AUFGABE
Beantworte mit dem Text über Borkum diese Fragen:
1. Was will der Schreiber vor Anfang der Badesaison anlegen?
2. Welchen Namen hat das Häuschen, das im vergangenen Jahr im „Olle Gapp“ gebaut wurde?
3. In welchem Jahr fand der frühere Prediger Nicolai die heidnischen Überreste?

Vor Anfang der Bade-Saison werde ich eine Liste von sämmtlichen Wohnungen, worin Badegäste aufgenommen werden können, aufnehmen und es würden sich dann diejenigen, welche auf längere Zeit hier zu bleiben wünschen, an mich zu wenden haben, damit ich für sie eine Wohnung fest miethen kann.
Im vergangenen Jahre wurde hieselbst außerhalb des Dorfs und zwar in dem sogenannten „Olle Gapp“, einer unterhalb der südwestlichen Dünen belegenen sumpfigen Stelle, aus alten und neuen Materialien ein Häuschen errichtet, welches die „Rüstenborg“ benannt wird, und dessen Besitzer, dem Schneider Jakob Siebolds Poppinga, von der Regierung in jener bis jetzt uncultivirten Gegend des Eilandes einige Diemathe jenes wüst liegenden Grundes in Erbpacht verliehen. Auch sind daselbst noch mehreren hiesigen Einwohnern vom Staate wüst liegende Ländereien zur Urbarmachung in Erbpacht gegeben, und es werden wohl in der Folge in dem „Olen Gapp“ noch mehrere neue Häuser angebaut werden.
Wahrscheinlich waren zu der Römer Zeiten die Bewohner der Insel Borkum Chauken oder Friesen; der vormalige Prediger Nicolai hieselbst fand im Jahre 1789 westnordwestwärts vom Borkumer Thurm nach einem heftigen Sturme auf einer hohen Außenbank heidnische Ueberbleibsel von den ältesten Bewohnern des Eilandes.

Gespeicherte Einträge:
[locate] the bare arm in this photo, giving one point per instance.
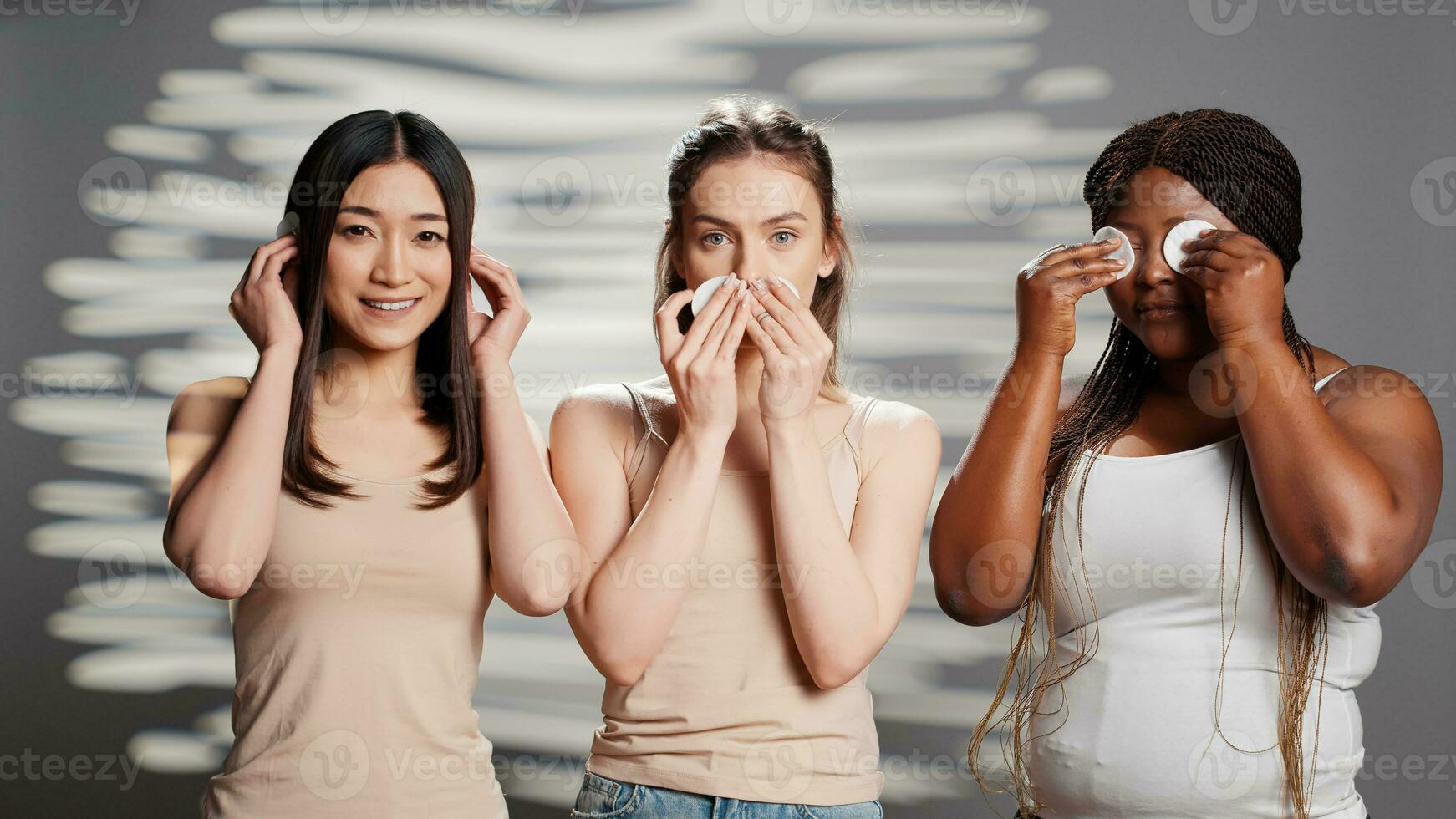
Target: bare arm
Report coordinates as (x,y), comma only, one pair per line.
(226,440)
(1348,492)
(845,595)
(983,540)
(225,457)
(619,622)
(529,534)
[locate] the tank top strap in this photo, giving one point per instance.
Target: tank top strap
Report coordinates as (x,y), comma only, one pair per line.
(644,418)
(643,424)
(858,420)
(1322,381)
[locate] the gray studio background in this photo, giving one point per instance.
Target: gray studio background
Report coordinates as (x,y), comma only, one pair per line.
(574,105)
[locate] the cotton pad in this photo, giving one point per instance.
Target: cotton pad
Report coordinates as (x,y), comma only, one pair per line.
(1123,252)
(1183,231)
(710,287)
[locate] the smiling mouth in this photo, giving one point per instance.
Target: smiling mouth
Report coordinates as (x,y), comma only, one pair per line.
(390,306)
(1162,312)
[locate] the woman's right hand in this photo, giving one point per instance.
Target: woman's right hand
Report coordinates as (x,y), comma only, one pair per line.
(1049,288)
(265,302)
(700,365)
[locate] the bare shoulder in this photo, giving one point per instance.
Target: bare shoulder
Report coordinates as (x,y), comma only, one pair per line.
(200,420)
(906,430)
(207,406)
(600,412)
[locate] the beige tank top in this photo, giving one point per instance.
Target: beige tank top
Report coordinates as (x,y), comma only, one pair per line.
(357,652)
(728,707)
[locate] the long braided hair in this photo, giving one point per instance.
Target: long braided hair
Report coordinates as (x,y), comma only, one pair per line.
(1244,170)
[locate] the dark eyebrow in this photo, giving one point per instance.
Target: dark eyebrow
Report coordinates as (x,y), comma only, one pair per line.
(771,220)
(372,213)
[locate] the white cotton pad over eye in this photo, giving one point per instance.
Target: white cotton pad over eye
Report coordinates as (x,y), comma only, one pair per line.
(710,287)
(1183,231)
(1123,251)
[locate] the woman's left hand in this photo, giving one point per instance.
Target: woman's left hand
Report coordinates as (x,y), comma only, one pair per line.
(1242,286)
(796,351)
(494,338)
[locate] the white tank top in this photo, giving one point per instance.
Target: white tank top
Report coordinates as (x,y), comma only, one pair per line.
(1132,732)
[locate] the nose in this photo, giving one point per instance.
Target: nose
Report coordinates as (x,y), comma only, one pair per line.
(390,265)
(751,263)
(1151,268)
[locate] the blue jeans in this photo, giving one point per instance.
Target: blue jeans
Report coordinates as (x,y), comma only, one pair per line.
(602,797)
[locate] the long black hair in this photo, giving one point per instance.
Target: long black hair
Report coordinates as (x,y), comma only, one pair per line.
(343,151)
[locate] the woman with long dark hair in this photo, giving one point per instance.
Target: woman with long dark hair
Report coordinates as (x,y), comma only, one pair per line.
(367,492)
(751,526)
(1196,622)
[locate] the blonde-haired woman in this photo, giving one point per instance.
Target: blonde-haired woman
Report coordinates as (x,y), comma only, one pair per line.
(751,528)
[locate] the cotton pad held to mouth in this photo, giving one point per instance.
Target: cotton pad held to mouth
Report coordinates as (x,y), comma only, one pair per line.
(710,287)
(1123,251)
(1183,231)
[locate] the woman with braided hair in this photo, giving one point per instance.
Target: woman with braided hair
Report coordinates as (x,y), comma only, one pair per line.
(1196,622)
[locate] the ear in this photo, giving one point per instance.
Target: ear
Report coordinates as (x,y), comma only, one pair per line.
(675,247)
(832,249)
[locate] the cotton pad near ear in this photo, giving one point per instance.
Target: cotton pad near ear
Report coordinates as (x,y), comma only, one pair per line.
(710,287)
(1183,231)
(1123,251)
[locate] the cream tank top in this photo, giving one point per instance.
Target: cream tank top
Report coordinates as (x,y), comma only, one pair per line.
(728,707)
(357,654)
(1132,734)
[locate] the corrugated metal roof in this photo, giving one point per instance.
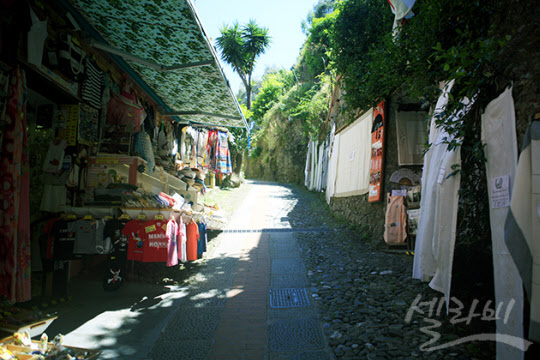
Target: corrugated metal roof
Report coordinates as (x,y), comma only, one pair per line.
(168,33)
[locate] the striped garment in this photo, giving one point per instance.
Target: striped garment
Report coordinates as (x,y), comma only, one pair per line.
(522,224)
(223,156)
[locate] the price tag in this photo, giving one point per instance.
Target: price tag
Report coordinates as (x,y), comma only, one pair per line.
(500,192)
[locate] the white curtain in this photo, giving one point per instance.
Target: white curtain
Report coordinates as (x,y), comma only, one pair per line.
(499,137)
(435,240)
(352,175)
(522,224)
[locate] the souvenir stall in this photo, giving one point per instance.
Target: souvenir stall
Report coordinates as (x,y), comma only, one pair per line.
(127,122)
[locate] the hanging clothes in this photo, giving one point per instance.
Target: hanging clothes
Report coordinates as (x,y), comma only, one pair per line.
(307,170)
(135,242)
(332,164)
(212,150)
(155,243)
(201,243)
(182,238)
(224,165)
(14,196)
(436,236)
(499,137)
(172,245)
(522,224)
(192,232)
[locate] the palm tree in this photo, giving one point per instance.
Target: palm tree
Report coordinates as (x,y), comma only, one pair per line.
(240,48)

...

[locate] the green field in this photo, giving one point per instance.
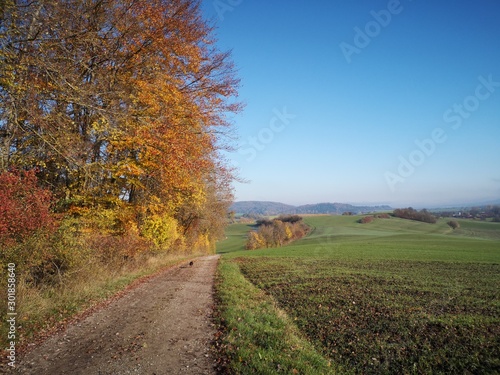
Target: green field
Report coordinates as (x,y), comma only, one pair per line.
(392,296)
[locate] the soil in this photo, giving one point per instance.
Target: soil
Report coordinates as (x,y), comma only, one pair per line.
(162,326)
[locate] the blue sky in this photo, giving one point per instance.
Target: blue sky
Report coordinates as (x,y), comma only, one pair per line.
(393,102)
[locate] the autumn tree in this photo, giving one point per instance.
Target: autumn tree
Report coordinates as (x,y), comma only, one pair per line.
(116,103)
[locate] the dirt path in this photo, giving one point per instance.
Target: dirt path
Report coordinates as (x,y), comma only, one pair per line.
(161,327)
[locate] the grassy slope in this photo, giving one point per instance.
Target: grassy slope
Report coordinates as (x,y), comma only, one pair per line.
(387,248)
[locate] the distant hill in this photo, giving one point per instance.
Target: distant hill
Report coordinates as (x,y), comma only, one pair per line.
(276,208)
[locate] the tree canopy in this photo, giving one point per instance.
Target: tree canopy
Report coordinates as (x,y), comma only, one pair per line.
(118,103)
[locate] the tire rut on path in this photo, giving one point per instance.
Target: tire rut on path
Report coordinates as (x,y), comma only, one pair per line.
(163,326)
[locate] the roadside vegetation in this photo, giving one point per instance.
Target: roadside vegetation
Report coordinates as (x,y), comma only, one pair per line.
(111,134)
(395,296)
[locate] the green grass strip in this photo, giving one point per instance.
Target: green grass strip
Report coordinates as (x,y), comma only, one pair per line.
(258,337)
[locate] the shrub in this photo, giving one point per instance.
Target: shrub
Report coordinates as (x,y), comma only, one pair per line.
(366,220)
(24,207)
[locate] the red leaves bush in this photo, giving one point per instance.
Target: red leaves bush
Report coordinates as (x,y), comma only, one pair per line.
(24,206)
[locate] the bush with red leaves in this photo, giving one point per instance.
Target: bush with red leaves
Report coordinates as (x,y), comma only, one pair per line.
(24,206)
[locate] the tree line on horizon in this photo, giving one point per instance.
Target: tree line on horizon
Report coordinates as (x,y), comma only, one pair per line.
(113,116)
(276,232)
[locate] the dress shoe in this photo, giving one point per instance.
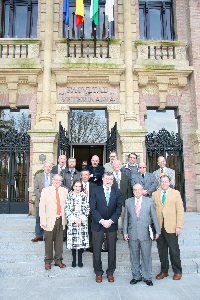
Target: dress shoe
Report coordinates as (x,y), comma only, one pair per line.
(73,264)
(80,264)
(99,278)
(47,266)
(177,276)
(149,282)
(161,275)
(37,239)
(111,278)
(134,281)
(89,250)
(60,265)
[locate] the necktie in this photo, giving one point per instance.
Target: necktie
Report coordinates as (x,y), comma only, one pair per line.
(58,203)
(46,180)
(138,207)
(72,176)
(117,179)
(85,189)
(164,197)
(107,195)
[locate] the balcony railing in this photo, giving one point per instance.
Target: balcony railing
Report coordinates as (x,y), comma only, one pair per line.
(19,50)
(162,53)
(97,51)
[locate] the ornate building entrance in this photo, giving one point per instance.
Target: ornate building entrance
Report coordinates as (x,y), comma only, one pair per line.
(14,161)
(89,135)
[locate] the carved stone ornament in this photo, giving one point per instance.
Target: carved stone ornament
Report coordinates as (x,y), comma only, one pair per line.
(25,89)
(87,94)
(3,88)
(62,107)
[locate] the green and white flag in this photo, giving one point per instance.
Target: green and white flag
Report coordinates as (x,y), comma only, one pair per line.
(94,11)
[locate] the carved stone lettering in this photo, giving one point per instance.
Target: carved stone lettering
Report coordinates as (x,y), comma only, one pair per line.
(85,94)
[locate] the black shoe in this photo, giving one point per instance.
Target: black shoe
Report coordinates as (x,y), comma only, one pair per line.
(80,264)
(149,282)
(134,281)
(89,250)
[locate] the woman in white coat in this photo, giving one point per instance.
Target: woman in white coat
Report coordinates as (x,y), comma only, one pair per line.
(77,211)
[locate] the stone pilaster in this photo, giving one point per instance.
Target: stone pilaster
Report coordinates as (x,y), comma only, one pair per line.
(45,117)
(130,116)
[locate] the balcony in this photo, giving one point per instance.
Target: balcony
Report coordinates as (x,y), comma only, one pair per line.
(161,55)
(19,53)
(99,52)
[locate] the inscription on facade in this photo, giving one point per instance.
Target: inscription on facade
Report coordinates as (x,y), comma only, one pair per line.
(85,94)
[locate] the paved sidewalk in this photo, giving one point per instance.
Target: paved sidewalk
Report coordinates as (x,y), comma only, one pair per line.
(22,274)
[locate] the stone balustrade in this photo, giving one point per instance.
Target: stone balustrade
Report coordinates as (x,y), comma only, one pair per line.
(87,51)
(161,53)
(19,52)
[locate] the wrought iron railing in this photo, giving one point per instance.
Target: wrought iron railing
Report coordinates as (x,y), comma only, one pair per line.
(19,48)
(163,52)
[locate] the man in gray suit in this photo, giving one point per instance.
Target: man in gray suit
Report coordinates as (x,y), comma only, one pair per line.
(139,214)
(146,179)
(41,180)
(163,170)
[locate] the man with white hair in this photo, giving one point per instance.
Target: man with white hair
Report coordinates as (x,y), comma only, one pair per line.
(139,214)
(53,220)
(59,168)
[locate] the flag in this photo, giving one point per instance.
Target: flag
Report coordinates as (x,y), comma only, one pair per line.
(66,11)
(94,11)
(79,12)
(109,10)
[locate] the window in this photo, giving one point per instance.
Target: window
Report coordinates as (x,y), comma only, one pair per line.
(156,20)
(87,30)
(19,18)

==

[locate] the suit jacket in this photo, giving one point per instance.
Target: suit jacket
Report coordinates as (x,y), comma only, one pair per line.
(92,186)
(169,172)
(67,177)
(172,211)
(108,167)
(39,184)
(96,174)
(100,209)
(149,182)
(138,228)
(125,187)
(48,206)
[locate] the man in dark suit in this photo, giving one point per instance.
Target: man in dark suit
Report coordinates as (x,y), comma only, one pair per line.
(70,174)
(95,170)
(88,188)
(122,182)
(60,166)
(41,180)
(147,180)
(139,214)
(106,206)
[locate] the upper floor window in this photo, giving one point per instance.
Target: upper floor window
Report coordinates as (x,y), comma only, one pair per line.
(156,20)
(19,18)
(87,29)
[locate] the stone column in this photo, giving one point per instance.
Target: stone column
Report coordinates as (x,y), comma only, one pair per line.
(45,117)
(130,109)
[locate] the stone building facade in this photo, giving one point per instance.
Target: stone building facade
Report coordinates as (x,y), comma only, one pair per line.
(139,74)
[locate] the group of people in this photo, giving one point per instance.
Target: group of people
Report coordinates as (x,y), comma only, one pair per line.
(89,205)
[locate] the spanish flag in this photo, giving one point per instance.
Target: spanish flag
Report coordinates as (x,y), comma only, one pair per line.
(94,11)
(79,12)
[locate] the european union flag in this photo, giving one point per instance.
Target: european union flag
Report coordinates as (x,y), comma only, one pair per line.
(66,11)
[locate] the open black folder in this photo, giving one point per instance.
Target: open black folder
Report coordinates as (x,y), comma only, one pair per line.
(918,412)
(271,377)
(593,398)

LÖSUNG
1. Eine Liste von allen Wohnungen, in denen Badegäste unterkommen können.
2. „Rüstenborg“.
3. 1789.